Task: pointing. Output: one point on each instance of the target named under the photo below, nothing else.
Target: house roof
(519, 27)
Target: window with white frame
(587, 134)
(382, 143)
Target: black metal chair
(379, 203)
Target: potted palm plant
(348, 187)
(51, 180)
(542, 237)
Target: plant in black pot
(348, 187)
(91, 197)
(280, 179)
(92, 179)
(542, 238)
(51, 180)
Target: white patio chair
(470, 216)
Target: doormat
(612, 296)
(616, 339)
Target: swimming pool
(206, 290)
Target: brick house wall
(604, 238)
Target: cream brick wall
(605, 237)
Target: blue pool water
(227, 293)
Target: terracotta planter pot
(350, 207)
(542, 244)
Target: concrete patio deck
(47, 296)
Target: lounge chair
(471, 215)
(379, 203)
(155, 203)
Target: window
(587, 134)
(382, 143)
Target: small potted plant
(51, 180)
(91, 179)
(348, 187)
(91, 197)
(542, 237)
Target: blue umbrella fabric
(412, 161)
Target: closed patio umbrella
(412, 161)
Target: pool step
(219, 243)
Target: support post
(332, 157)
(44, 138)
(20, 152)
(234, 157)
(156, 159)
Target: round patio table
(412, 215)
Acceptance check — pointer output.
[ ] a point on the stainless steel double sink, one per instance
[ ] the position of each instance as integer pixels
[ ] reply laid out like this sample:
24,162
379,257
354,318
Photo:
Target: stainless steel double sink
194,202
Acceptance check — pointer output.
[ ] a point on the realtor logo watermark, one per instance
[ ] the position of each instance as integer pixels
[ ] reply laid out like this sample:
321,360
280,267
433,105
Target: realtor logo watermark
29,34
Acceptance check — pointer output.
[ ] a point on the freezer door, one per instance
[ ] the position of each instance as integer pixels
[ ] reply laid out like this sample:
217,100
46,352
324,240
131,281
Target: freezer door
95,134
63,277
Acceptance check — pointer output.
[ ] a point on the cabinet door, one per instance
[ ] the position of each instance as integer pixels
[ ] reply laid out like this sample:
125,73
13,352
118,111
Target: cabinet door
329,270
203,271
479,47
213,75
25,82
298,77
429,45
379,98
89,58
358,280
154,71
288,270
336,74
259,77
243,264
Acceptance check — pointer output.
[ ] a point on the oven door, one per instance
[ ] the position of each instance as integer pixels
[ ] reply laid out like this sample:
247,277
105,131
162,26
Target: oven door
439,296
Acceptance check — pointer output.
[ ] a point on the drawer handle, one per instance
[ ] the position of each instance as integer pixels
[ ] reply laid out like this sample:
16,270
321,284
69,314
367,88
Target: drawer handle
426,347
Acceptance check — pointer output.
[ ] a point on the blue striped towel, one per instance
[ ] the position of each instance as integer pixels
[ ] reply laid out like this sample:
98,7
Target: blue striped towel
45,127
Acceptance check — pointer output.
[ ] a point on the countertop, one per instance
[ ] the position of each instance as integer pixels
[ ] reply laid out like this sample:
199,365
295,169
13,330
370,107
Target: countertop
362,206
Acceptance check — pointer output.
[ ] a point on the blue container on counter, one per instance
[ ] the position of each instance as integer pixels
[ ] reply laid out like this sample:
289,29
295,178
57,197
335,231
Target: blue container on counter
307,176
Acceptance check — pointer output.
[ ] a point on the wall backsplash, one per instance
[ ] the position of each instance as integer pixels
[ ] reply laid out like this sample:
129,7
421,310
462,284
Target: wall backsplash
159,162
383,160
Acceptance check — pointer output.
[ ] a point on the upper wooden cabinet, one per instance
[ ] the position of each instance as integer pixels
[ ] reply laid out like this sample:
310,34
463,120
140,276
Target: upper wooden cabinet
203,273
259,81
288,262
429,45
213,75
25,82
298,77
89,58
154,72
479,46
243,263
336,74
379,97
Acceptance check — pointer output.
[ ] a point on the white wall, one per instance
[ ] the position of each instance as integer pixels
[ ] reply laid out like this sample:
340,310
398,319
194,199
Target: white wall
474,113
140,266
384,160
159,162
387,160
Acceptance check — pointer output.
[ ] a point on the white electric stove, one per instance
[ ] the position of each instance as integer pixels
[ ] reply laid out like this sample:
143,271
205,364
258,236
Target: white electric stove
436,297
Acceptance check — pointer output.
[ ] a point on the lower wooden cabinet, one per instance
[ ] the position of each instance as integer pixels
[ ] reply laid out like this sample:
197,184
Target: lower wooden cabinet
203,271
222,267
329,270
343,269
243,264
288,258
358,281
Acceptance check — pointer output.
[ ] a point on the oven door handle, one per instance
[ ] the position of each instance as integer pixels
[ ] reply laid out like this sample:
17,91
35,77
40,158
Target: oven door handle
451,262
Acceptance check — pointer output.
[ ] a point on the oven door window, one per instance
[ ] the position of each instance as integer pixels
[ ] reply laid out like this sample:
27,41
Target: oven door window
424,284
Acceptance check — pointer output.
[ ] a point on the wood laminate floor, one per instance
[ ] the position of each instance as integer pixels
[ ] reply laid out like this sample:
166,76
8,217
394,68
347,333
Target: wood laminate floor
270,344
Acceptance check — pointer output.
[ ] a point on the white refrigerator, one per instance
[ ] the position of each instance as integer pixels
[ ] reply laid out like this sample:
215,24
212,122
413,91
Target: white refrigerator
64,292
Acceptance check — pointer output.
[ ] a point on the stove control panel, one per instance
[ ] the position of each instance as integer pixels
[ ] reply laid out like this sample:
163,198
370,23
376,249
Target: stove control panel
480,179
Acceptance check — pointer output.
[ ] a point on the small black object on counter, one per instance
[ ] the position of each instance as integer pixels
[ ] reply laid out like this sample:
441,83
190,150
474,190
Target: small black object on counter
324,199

To do
Every line above must be repeated exactly as it appears.

Output below
Task: pointing. Output: one point on each instance of the target named under the photo below, nothing else.
Target: house roof
(519, 27)
Target: window with white frame
(587, 134)
(382, 143)
Target: black metal chair
(379, 203)
Target: potted palm plant
(348, 187)
(51, 180)
(542, 237)
Target: plant in black pot
(348, 187)
(91, 197)
(280, 179)
(92, 179)
(542, 238)
(51, 180)
Target: white patio chair
(470, 216)
Target: doormat
(612, 296)
(616, 339)
Target: swimming pool
(206, 290)
Target: brick house wall
(604, 238)
Target: cream brick wall
(605, 237)
Target: blue pool water
(227, 293)
Target: terracotta planter pot
(350, 207)
(542, 244)
Target: concrete patio deck
(47, 296)
Target: lounge chair
(471, 215)
(379, 203)
(155, 203)
Target: window
(587, 134)
(382, 143)
Target: small potted plant
(51, 180)
(91, 179)
(348, 187)
(91, 197)
(542, 237)
Target: blue umbrella fabric
(412, 161)
Target: closed patio umbrella
(412, 161)
Target: pool step
(219, 243)
Target: support post
(332, 157)
(44, 138)
(20, 152)
(234, 157)
(156, 159)
Target: round patio table
(412, 215)
Acceptance check — pointer output.
[ ] a point on the stainless steel double sink, one per instance
[ ] the position of each instance as integer pixels
[ ] reply laid out like this sample:
24,162
379,257
354,318
Photo:
Target: stainless steel double sink
194,202
Acceptance check — pointer output.
[ ] a point on the realtor logo watermark, one per instance
[ ] the position of each instance as integer pixels
[ ] reply laid out like this sample:
321,360
280,267
433,105
Target: realtor logo watermark
29,34
Acceptance check — pointer output.
[ ] a point on the freezer door, one per instance
[ ] the position of each instance as integer pixels
[ ] reply laid out like this sample:
217,100
46,352
324,240
131,281
Target: freezer door
95,134
63,277
Acceptance check — pointer output.
[ ] a point on the cabinet door, one per instance
[ ] the position of each instance as integer pixels
[ ] reply laid out like this sample:
125,73
13,352
118,111
Target: cabinet door
329,270
203,271
479,47
213,75
25,82
298,77
429,45
379,98
89,58
358,280
154,71
288,270
336,74
259,77
243,264
Acceptance check — pointer output.
[ ] a point on the oven door, one per instance
[ ] the position of each instance as integer pixels
[ ] reply laid out like this sample:
247,277
105,131
162,26
Target: oven door
439,296
Acceptance check — pointer output.
[ ] a point on the drawer handle, one per instance
[ ] the position of each instance as integer pixels
[ ] reply laid out like this sample:
16,270
321,284
69,314
367,88
Target: drawer handle
426,347
Acceptance check — pointer output.
[ ] a point on the blue striped towel, one per instance
[ ] the position of each instance as integer pixels
[ ] reply laid out like this sample:
98,7
Target: blue striped towel
45,127
Acceptance check — pointer output.
[ ] a point on the countertop, one per instance
[ ] the position of each instance as integer pixels
[ ] reply laid out like this sample:
199,365
295,169
13,330
370,107
Target: countertop
362,206
Acceptance check — pointer output.
[ ] a point on the blue container on counter, one per instance
[ ] the position of each instance as integer pixels
[ ] reply laid out like this sample:
289,29
295,178
57,197
335,231
Target: blue container on counter
307,176
Acceptance check — pointer output.
[ ] a point on the wall backsplash, one per instance
[ ] the position of each instance as integer pixels
[ ] reply laid out like this sample:
129,7
421,310
462,284
Target: wall backsplash
159,162
383,160
Acceptance check — pointer output.
[ ] a point on the upper wooden cabinet, one per instance
[ ] the position of each instance as integer pixels
[ ] reply laid out like this sample:
310,34
463,120
140,276
Target: upper wooden cabinet
203,273
259,81
288,262
429,45
213,75
25,82
298,77
89,58
154,72
479,46
243,263
336,74
379,97
Acceptance check — pointer output.
[ ] a point on the white wall, one per instance
[ ] the position of each instance as integer pixels
[ ] reply laid out like this sample:
340,310
398,319
194,199
Target: white wall
474,113
140,266
384,160
159,162
387,160
Acceptance check — pointer output.
[ ] a point on the white electric stove, one per instance
[ ] the position of each instance as integer pixels
[ ] reply laid out like this sample:
143,271
205,364
258,236
Target: white electric stove
436,297
Acceptance check — pointer output.
[ ] a point on the lower wooden cabinet, one per instance
[ ] the position of each instance as integer pixels
[ ] reply laid out like this sample:
197,184
Target: lower wooden cabinet
203,271
222,267
329,270
343,269
243,264
288,258
358,281
Acceptance check — pointer output.
[ ] a point on the oven door handle, one per instance
[ ] the position of each instance as integer pixels
[ ] reply laid out like this sample:
17,91
35,77
40,158
Target: oven door handle
451,262
Acceptance check — pointer output.
[ ] a point on the oven door window, one per instance
[ ] the position of each instance as integer pixels
[ ] reply laid out like this sample:
27,41
Target: oven door window
424,284
Acceptance check — pointer output.
[ ] a point on the wood laminate floor, one per instance
[ ] the position of each instance as integer pixels
[ ] reply laid out like this sample:
166,76
8,217
394,68
347,333
Target: wood laminate floor
270,344
Acceptance check — pointer output.
[ ] a point on the white refrigerator, one per instance
[ ] the position of each instance as integer pixels
[ ] reply laid out like this sample:
215,24
212,122
413,91
Target: white refrigerator
64,292
Acceptance check — pointer output.
[ ] a point on the stove control panel, one per instance
[ ] the position of each instance as integer pixels
[ ] reply laid out like this sample:
163,198
370,23
376,249
Target: stove control panel
480,179
Acceptance check — pointer output.
[ ] a point on the small black object on counter, one per instance
[ ] the position of each instance as integer pixels
[ ] reply laid out like this sample:
441,83
190,150
474,190
Target: small black object on counter
324,199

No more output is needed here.